(THE PROBLEM):
Search the entries for the word "parked" and pull out each line that has it.

(MATERIAL FOR THIS TASK):
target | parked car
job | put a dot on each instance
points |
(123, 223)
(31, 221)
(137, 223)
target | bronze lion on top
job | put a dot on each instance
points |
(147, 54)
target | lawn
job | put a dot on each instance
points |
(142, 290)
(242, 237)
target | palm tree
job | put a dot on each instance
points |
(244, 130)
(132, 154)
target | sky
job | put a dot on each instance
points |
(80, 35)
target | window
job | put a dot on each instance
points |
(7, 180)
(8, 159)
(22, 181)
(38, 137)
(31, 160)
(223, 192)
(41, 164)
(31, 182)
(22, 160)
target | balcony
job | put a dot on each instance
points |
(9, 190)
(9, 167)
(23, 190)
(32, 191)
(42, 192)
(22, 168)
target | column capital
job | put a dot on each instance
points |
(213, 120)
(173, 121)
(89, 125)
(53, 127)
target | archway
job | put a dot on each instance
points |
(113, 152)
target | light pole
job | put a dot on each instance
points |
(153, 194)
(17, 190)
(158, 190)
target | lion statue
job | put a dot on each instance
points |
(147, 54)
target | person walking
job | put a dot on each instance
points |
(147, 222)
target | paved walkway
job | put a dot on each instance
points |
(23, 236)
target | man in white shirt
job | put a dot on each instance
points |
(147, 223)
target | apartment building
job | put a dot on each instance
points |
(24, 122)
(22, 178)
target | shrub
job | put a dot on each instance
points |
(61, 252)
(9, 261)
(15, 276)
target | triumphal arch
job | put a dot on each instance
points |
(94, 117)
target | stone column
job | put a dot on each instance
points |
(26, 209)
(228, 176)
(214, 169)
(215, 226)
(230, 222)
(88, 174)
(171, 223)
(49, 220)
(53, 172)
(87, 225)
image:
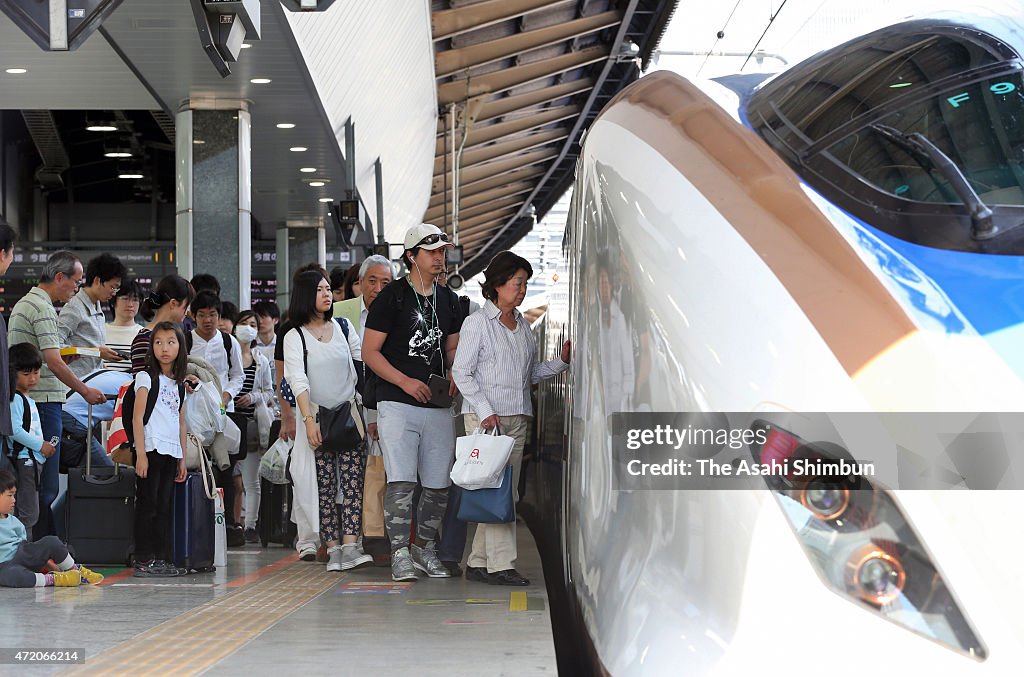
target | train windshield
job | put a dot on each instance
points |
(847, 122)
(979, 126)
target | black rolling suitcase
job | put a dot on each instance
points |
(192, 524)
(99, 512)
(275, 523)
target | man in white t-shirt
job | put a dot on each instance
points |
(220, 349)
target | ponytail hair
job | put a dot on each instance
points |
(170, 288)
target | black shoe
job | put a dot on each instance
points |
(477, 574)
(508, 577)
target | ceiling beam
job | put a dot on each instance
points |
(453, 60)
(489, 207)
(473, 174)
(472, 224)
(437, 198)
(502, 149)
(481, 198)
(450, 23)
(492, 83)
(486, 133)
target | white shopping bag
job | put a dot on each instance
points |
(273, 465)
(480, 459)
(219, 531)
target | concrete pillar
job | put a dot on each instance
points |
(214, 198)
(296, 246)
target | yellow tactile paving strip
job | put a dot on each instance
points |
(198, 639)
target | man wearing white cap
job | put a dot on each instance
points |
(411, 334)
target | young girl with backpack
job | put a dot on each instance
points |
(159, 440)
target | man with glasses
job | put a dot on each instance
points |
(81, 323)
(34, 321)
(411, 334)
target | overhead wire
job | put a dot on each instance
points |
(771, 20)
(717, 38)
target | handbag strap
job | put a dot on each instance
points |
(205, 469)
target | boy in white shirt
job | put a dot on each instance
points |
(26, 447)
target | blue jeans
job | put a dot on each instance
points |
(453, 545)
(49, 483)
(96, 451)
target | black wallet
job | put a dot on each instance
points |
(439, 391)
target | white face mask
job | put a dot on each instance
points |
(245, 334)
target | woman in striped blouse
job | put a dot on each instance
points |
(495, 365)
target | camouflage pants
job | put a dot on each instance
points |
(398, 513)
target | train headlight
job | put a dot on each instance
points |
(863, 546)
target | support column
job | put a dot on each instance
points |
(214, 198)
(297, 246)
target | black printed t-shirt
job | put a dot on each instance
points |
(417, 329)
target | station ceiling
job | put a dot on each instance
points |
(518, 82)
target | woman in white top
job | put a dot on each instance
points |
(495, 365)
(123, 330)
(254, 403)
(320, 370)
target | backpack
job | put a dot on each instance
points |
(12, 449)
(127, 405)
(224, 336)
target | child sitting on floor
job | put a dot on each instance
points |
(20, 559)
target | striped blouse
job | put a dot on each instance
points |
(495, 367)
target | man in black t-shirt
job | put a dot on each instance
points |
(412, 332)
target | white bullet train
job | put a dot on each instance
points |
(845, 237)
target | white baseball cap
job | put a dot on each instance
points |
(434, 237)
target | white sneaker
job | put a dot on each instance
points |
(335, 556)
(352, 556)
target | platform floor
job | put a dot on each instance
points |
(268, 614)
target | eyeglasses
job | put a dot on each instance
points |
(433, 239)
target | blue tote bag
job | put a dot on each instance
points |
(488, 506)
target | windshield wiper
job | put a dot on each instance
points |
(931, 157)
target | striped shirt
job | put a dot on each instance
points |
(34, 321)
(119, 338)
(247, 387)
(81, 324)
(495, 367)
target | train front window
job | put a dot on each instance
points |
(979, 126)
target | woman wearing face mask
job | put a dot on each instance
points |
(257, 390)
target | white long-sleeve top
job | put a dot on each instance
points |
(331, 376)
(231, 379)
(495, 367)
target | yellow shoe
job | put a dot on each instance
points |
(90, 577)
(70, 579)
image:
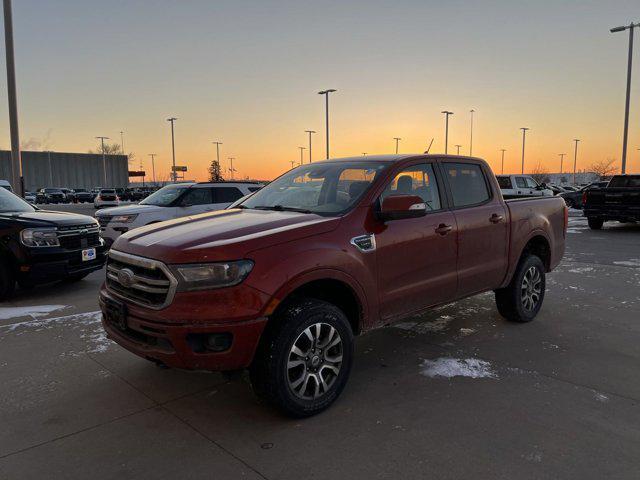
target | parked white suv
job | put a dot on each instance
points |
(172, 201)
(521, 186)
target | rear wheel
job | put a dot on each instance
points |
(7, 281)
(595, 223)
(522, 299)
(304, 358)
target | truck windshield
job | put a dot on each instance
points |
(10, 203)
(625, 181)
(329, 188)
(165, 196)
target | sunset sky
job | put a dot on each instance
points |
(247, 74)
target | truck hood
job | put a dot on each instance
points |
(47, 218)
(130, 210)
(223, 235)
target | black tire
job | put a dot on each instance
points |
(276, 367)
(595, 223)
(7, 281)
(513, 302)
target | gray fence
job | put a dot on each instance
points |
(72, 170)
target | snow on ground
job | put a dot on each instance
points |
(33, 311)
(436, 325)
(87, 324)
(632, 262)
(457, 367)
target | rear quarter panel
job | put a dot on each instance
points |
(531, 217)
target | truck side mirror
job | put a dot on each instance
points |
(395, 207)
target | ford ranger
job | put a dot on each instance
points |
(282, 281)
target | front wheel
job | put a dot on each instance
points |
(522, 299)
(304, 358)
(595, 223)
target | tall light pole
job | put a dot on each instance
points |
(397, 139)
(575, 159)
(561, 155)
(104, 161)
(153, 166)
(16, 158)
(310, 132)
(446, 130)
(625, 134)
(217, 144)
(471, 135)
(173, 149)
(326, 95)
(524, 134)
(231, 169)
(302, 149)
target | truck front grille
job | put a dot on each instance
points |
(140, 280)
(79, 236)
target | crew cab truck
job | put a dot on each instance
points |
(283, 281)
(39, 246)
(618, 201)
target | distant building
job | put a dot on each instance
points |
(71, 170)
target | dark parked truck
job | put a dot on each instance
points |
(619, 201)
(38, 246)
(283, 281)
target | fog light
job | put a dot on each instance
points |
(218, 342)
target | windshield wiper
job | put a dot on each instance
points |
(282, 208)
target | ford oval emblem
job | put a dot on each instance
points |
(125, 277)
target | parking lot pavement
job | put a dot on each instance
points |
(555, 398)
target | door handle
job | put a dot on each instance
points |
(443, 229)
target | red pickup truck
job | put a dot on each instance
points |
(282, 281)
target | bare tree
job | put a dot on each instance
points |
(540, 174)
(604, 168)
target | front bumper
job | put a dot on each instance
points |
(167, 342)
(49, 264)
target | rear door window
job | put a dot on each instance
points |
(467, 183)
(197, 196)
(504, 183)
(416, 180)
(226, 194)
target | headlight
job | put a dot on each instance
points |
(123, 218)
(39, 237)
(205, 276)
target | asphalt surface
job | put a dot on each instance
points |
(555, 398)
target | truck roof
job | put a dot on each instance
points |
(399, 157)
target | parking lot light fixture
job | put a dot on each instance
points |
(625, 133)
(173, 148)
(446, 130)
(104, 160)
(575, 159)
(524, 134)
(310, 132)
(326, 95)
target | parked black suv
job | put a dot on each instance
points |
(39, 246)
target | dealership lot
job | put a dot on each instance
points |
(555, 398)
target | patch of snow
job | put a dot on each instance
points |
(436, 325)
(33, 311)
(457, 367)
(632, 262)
---
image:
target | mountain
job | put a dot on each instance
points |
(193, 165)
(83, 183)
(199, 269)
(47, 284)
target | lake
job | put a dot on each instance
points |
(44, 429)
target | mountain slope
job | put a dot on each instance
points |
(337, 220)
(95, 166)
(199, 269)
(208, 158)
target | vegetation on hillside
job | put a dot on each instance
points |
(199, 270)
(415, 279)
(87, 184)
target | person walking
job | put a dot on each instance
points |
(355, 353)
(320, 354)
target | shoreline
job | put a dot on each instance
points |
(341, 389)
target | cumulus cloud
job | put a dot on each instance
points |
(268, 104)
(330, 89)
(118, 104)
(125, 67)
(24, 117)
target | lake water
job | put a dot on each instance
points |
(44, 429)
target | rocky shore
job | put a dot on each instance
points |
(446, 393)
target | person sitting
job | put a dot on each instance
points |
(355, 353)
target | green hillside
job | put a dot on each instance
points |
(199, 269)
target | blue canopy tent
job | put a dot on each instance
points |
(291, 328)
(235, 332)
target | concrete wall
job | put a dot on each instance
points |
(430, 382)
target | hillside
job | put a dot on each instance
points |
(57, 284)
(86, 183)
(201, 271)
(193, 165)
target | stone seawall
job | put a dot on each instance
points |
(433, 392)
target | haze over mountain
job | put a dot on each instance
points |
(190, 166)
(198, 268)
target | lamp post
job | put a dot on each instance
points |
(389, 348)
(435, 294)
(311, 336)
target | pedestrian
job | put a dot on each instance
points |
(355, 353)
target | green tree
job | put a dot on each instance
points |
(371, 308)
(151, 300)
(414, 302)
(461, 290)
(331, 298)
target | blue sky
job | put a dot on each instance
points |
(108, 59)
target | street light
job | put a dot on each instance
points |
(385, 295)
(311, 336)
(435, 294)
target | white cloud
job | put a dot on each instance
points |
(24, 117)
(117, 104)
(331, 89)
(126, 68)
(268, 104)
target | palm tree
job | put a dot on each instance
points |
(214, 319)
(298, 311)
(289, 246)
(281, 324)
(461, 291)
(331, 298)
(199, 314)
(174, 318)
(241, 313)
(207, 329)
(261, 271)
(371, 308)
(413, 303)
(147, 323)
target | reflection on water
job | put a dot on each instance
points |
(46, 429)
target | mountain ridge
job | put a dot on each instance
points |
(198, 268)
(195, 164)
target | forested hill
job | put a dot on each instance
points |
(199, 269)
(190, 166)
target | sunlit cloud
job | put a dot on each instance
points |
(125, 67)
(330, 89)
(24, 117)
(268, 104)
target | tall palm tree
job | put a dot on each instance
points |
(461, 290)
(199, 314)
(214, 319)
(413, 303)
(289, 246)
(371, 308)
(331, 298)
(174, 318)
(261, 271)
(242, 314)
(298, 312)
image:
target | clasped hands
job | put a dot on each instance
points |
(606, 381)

(WRITTEN REPLY):
target | parked car
target | parked white suv
target | dark parked truck
target | parked black suv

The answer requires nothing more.